(begin)

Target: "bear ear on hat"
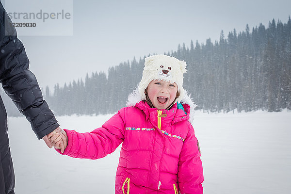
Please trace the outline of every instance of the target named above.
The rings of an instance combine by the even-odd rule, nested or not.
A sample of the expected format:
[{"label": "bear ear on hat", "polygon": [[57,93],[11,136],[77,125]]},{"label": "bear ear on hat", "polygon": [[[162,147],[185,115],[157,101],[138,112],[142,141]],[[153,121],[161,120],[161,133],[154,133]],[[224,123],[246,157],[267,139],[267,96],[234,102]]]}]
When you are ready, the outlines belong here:
[{"label": "bear ear on hat", "polygon": [[145,67],[151,65],[155,58],[155,55],[150,56],[146,58],[145,59]]},{"label": "bear ear on hat", "polygon": [[186,66],[187,65],[186,64],[186,62],[184,61],[179,61],[178,63],[179,64],[180,69],[181,69],[182,73],[185,73],[187,72],[187,69],[186,68]]}]

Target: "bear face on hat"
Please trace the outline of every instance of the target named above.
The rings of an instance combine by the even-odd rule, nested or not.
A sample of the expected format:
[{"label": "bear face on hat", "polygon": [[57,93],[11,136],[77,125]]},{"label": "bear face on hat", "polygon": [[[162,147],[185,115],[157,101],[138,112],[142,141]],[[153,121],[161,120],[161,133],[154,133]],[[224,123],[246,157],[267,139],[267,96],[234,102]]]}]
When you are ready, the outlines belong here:
[{"label": "bear face on hat", "polygon": [[183,74],[186,72],[186,64],[174,57],[156,55],[145,59],[143,77],[138,85],[138,90],[143,99],[146,99],[145,90],[154,80],[164,80],[175,82],[178,87],[178,97],[175,103],[180,102],[185,94],[183,88]]}]

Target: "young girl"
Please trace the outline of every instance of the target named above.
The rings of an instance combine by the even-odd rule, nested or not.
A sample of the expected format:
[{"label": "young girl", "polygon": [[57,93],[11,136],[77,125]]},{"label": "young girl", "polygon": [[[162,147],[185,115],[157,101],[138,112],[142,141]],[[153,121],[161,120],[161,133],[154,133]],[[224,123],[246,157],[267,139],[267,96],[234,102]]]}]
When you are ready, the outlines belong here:
[{"label": "young girl", "polygon": [[61,154],[89,159],[123,142],[115,194],[202,194],[200,149],[190,123],[194,106],[183,88],[186,71],[186,62],[173,57],[147,57],[129,106],[90,133],[65,129],[66,139],[55,132],[48,137],[56,148],[67,140]]}]

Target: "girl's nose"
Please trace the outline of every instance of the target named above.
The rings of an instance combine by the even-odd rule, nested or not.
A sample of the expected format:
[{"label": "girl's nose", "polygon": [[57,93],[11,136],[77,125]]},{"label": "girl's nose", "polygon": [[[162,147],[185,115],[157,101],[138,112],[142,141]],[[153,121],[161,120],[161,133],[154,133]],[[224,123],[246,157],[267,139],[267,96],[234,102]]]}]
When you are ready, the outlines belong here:
[{"label": "girl's nose", "polygon": [[167,90],[166,86],[163,85],[162,88],[161,89],[161,92],[162,93],[167,93],[168,90]]}]

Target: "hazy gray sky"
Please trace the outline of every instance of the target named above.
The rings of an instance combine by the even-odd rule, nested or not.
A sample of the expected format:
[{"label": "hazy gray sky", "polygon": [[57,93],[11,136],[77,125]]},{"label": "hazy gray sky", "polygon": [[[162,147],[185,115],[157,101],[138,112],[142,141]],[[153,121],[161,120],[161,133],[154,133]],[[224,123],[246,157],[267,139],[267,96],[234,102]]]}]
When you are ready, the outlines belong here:
[{"label": "hazy gray sky", "polygon": [[[29,5],[27,5],[28,6]],[[274,18],[286,23],[291,1],[98,0],[73,2],[73,35],[21,36],[30,69],[51,89],[104,71],[133,57],[190,47],[191,40],[218,40]]]}]

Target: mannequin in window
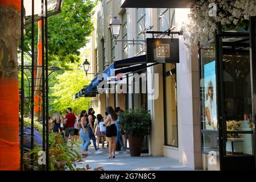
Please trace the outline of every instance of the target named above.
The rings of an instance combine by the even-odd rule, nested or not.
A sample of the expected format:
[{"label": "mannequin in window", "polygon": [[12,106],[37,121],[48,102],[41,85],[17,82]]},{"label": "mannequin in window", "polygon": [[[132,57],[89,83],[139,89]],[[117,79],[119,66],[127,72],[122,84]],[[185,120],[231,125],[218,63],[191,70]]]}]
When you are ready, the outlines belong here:
[{"label": "mannequin in window", "polygon": [[205,101],[207,125],[210,129],[217,129],[216,105],[213,99],[213,84],[211,81],[207,83]]}]

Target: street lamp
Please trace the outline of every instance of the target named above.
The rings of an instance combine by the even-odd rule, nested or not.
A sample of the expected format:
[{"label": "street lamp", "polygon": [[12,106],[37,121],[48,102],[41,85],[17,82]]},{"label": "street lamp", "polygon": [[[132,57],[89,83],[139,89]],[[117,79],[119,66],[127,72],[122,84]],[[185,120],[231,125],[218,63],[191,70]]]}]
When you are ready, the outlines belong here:
[{"label": "street lamp", "polygon": [[85,61],[82,63],[82,65],[84,67],[84,70],[85,72],[86,76],[87,76],[87,72],[89,71],[89,67],[90,66],[90,63],[89,63],[87,59],[86,59]]},{"label": "street lamp", "polygon": [[135,43],[135,42],[143,42],[144,43],[146,43],[146,40],[117,40],[117,38],[118,37],[119,35],[120,34],[120,29],[121,26],[122,25],[122,23],[120,22],[119,20],[117,19],[117,17],[116,16],[114,16],[113,19],[112,20],[112,22],[110,24],[109,24],[109,26],[110,27],[111,30],[111,34],[112,34],[112,36],[114,38],[114,42],[115,44],[117,44],[117,43],[118,42],[132,42],[132,43],[127,43],[127,44],[141,44],[143,45],[142,43]]},{"label": "street lamp", "polygon": [[117,19],[117,16],[114,16],[114,19],[112,20],[112,22],[109,24],[109,26],[110,27],[111,34],[115,38],[115,39],[117,39],[119,34],[120,34],[120,29],[122,23],[119,20]]}]

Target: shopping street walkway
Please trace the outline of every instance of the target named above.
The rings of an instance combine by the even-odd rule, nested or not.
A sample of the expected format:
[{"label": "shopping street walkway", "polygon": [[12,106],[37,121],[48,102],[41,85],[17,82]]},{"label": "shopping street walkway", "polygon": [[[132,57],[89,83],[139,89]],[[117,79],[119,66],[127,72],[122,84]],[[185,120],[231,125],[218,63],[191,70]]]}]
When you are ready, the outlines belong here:
[{"label": "shopping street walkway", "polygon": [[[82,159],[85,160],[78,163],[77,168],[85,167],[89,164],[91,169],[102,167],[105,171],[189,171],[192,169],[179,164],[177,160],[166,157],[153,157],[148,154],[142,154],[139,157],[131,157],[130,154],[115,154],[115,159],[108,159],[108,148],[104,150],[100,147],[103,152],[94,154],[94,149],[92,143],[89,147],[89,151],[92,152]],[[105,145],[106,146],[106,144]],[[75,149],[75,148],[74,148]],[[79,150],[77,148],[77,151]],[[81,151],[79,151],[81,154]]]}]

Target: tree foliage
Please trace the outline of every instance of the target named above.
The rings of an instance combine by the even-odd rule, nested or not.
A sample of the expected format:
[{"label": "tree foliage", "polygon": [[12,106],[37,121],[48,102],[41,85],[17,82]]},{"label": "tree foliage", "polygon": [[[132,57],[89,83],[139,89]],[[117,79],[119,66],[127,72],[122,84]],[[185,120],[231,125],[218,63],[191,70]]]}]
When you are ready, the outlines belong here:
[{"label": "tree foliage", "polygon": [[[79,50],[88,42],[87,38],[93,28],[92,16],[95,5],[96,2],[90,0],[65,0],[63,1],[61,13],[48,18],[49,65],[65,66],[65,63],[79,61]],[[35,50],[37,50],[37,36],[36,23]],[[26,28],[24,49],[30,56],[31,44],[31,26],[30,25]]]},{"label": "tree foliage", "polygon": [[67,108],[70,107],[72,111],[77,113],[82,110],[88,110],[90,98],[80,97],[73,100],[73,96],[81,90],[83,86],[90,82],[89,79],[85,79],[85,73],[80,68],[74,66],[73,71],[66,71],[57,76],[57,82],[50,88],[49,112],[58,111],[63,113]]}]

(end)

◆ **GIVEN EXERCISE**
Retype nothing except the lines from the line holding "Target: shopping street walkway" through the last line of the entries, both included.

◆ **THE ANSWER**
Target: shopping street walkway
Please trace the outline of every instance of the target named above.
The rings of an instance combine by the even-odd rule, nested or not.
A sample of the expected format:
[{"label": "shopping street walkway", "polygon": [[12,106],[37,121],[48,102],[41,85],[17,82]]},{"label": "shopping street walkway", "polygon": [[[132,57],[89,83],[139,89]],[[117,79],[119,66],[127,72],[122,84]],[[185,120],[231,125],[218,63],[191,70]]]}]
When you are ready, the outlines belong here:
[{"label": "shopping street walkway", "polygon": [[[82,159],[85,160],[78,163],[77,168],[85,167],[89,164],[91,169],[102,167],[105,171],[189,171],[192,169],[179,164],[177,160],[166,157],[153,157],[148,154],[142,154],[139,157],[131,157],[130,154],[115,154],[115,159],[108,159],[108,148],[104,150],[100,147],[103,152],[94,154],[94,149],[92,143],[89,147],[89,151],[92,152]],[[105,145],[106,146],[106,144]],[[75,149],[75,148],[74,148]],[[79,150],[77,148],[77,151]],[[81,151],[79,151],[81,154]]]}]

Target: tree foliage
Please trace the outline of every instance of the target named above.
The rings of an instance combine by the even-odd rule, nested or not.
A sample of the expected format:
[{"label": "tree foliage", "polygon": [[12,106],[37,121],[48,102],[41,85],[17,82]]},{"label": "tree foliage", "polygon": [[[132,57],[89,83],[139,89]],[[117,79],[119,66],[127,72],[122,84]],[[185,120],[231,125],[218,63],[191,70]]]}]
When you are ready, the outlines belong here:
[{"label": "tree foliage", "polygon": [[[79,50],[88,42],[87,38],[93,28],[92,16],[95,5],[96,2],[90,0],[65,0],[63,1],[61,13],[48,18],[49,65],[65,66],[65,63],[79,61]],[[35,50],[37,50],[37,36],[36,23]],[[26,28],[24,49],[30,56],[31,44],[31,26],[30,25]]]},{"label": "tree foliage", "polygon": [[67,108],[70,107],[72,111],[77,113],[82,110],[88,110],[90,98],[80,97],[73,100],[73,96],[81,90],[83,86],[90,82],[89,79],[85,79],[85,73],[80,68],[74,66],[73,71],[66,71],[57,76],[57,82],[50,88],[49,112],[58,111],[63,113]]}]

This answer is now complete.